In a way, this post could also be seen as capturing the spirit of the holidays by reminiscing about the days of yore — looking back at one of the more exciting times in modern Haskell’s development, where competing composable streaming libraries were at the forefront of practical innovation. The dust has settled on that a bit, but it every time I think about composable streaming combinators, I do get a bit nostalgic :)

This post is written for an intermediate Haskell audience, and will assume you have a familiarity with monads and monadic interfaces, and also a little bit of experience with monad transformers. Note — there are many ways to arrive at the same result, but this post is more of a demonstration of a certain style and approach that has benefited my greatly in the past.

All of the code in this page can be found online at github!

## Dreaming of an Effectful Christmas

The goal here is to make a system of composable pipes that are “pull-based”, so we can process data as it is read in from IO only as we need it, and never do more work than we need to do up-front or leak memory when we stop using it.

So, the way I usually approach things like these is: “dress for the interface you want, not the one you have.” It involves:

1. Thinking of the m a you want and how you would want to combine it/use it.
2. Express the primitive actions of that thing
3. Use some sort of free structure or effects system to enhance that primitive with the interface you are looking for.

So, let’s imagine our type!

type Pipe i o m a = ...

where a Pipe i o m a represents a pipe component where:

• i: the type of the input the pipe expects from upstream
• o: the type of the output the pipe will be yielding upstream
• m: the monad that the underlying actions live in
• a: the overall result of the pipe once it has terminated.

One nice thing about this setup is that by picking different values for the type parameters, we can already get a nice classification for interesting subtypes:

1. If i is () (or universally quantified1) — a Pipe () o m a — it means that the pipe doesn’t ever expect any sort of information upstream, and so can be considered a “source” that keeps on churning out values.

2. If o is Void (or universally quantified) — a Pipe i Void m a — it means that the pipe will never yield anything downstream, because Void has no inhabitants that could possibly be yielded.

data Void

This means that it acts like a “sink” that will keep on eating i values without ever outputting anything downstream.

◆ Given data:
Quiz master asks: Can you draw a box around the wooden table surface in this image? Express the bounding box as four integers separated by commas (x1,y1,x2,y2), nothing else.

◆ Task set:
**A.** List the steps of the approach that the Haskell streaming pipes text gives for designing an interface.
**B.** Copy the Haskell streaming pipes text from "This post is written" to "stop using it.".
**C.** Proceed with the Haskell streaming pipes text, picking up right after its last sentence.

◆ Answers provided:
**A.**
1. Think of the m a you want and how you would want to combine and use it.
2. Express the primitive actions of that thing.
3. Use some sort of free structure or effects system to enhance that primitive with the interface you are looking for.

**B.**
This post is written for an intermediate Haskell audience, and will assume you have a familiarity with monads and monadic interfaces, and also a little bit of experience with monad transformers. Note — there are many ways to arrive at the same result, but this post is more of a demonstration of a certain style and approach that has benefited my greatly in the past.

All of the code in this page can be found online at github!

## Dreaming of an Effectful Christmas

The goal here is to make a system of composable pipes that are “pull-based”, so we can process data as it is read in from IO only as we need it, and never do more work than we need to do up-front or leak memory when we stop using it.

**C.**
3. If i is () and o is Void (or they are both universally quantified), then the pipe doesn’t expect any sort of information upstream, and also won’t ever yield anything downstream… a Pipe () Void m a is just an m a! In the biz, we often call this an “effect”.

4. If a is Void (or universally quantified) — a Pipe i o m Void — it means that the pipe will never terminate, since Void has no inhabitants that could it could possibly produce upon termination.

To me, I think it embodies a lot of the nice principles about the “algebra” of types that can be used to reason with inputs and outputs. Plus, it allows us to unify sources, sinks, and non-terminating pipes all in one type!

Now let’s think of the interface we want. We want to be able to:

-- | Yield a value o downstream
yield :: o -> Pipe i o m ()

-- | Await a value i upstream
await :: Pipe i o m (Maybe i)

-- | Terminate immediately with a result value
return :: a -> Pipe i o m a

-- | Sequence pipes one-after-another:
-- "do this until it terminates, then that one next"
(>>) :: Pipe i o m a -> Pipe i o m b -> Pipe i o m b

-- | In fact let's just make it a full fledged monad, why not?  We're designing
-- our dream interface here.
(>>=) :: Pipe i o m a -> (a -> Pipe i o m b) -> Pipe i o m b

-- | A pipe that simply does action in the underlying monad and terminates with
-- the result
lift :: m a -> Pipe i o m a

-- | Compose pipes, linking the output of one to the input of the other
(.|) :: Pipe i j m a -> Pipe j o m b -> Pipe i o m b

-- | Finally: run it all on a pipe expecting no input and never yielding:
runPipe :: Pipe () Void m a -> m a

This looks like a complicated list…but actually most of these come from ubiquitous Haskell typeclasses like Monad and Applicative. We’ll see how this comes into play later, when we learn how to get these instances for our types for free. This makes the actual “work” we have to do very small.

So, these are going to be implementing “conduit-style” streaming combinators, where streaming actions are monadic, and monadic sequencing represents “do this after this one is done.” Because of this property, they work well as pull-based pipes: yields will block until a corresponding await can accept what is yielded.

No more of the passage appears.